* TRAVAIL À FAIRE
1) Indiquez si chacune des affirmations (a), (b) et (c) concorde avec le texte extrait sur le mythe du Golem, en répondant par oui ou non et en citant mot pour mot le passage décisif. (a) Manuela Draeger y est qualifiée de mystérieuse et inventée. (b) L'idée du Golem ressort clairement de l'œuvre commentée. (c) L'entité géante est décrite comme ayant un visage.
2) Prolongez le texte sur le mythe du Golem à partir de sa dernière phrase.

* TEXTE EXTRAIT

Ça aurait pu être une alterversion du mythe du Golem, douze visions fugitives d'une géante portant le poids de l'oubli, des souvenirs, de la poésie, de la vérité et de la mort.
Avec cela, on l'aurait mis à côté de « Herbes et Golem » de la mystérieuse et inventée Manuela Draeger, dans lequel la « Shaggå du golem presque éternel » recompose de façon brute, féministe, post-exotique, le rapport au mot et à l'image du monstre de Prague. On aurait commencé une anthologie monstrueusement renversée.

Mais non, ici on imagine l'idée dans la brume, malaisément, parce qu'on le souhaite, mais l'idée n'affleure en aucun endroit. Est-ce un évitement ? Peut-on ne pas y penser quand on nous parle d'une entité géante, un peu monstrueuse, sans visage, claudicante, toujours qu'entraperçue, réelle et invisible, sensible et fugitive, surgissant au hasard des rues et symbolisant aussi tantôt la ville même de Prague ?

Données d'annotation d'images
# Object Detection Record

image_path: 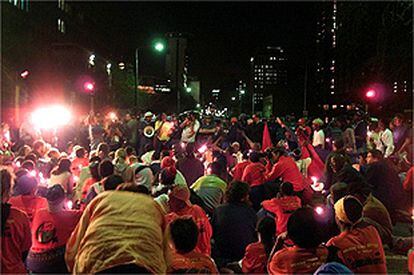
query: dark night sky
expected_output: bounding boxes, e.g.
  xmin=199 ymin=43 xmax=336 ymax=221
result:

* RÉSULTATS DE L'EXERCICE
1)
(a) Oui : « de la mystérieuse et inventée Manuela Draeger ».
(b) Non : « mais l'idée n'affleure en aucun endroit ».
(c) Non : « sans visage ».

2)
Ce déni de figure m'a intéressé tout au long de ces courts récits poétiques, allégoriques, où à chaque apparition se dessine un des visages de la tristesse praguoise, celui des enfants morts, celui des poètes, de la pauvreté, celui du deuil du père, évocations qui résonnent des exergues extraites de la littérature nationale. Ainsi la Géante sera en douceur, sans opposition à la vieille Kabbale, sans voix mais recueillant les voix qui se sont tues, sans visage, mais recueillant en elle tous les visages oubliés, toute la vulnérabilité des êtres. Cela est émouvant et la langue de Sylvie Germain coule avec bonheur et se love dans le mouvement mélancolique des apparitions.

Pourtant le pathos, le liquide, le cliché mystérieux et brumeux de Prague, et puis surtout l'épilogue chrétien mystique (quelle belle façon de gâcher un texte, un épilogue) m'a gêné et empêché d'être vraiment séduit par ce texte qui bascule alors de l'admiration à la défiance : alors les effets de voilement, de gaze qui entoure la géante deviennent ridicules, image touristique, fade à en pleurer, et les apparitions se dissolvent dans la tristesse générale (voilà un bon titre « Tristesse Générale », à placer à côté du très beau « Général Solitude » d'Eric Faye, là encore j'aime bien les appariements improbables).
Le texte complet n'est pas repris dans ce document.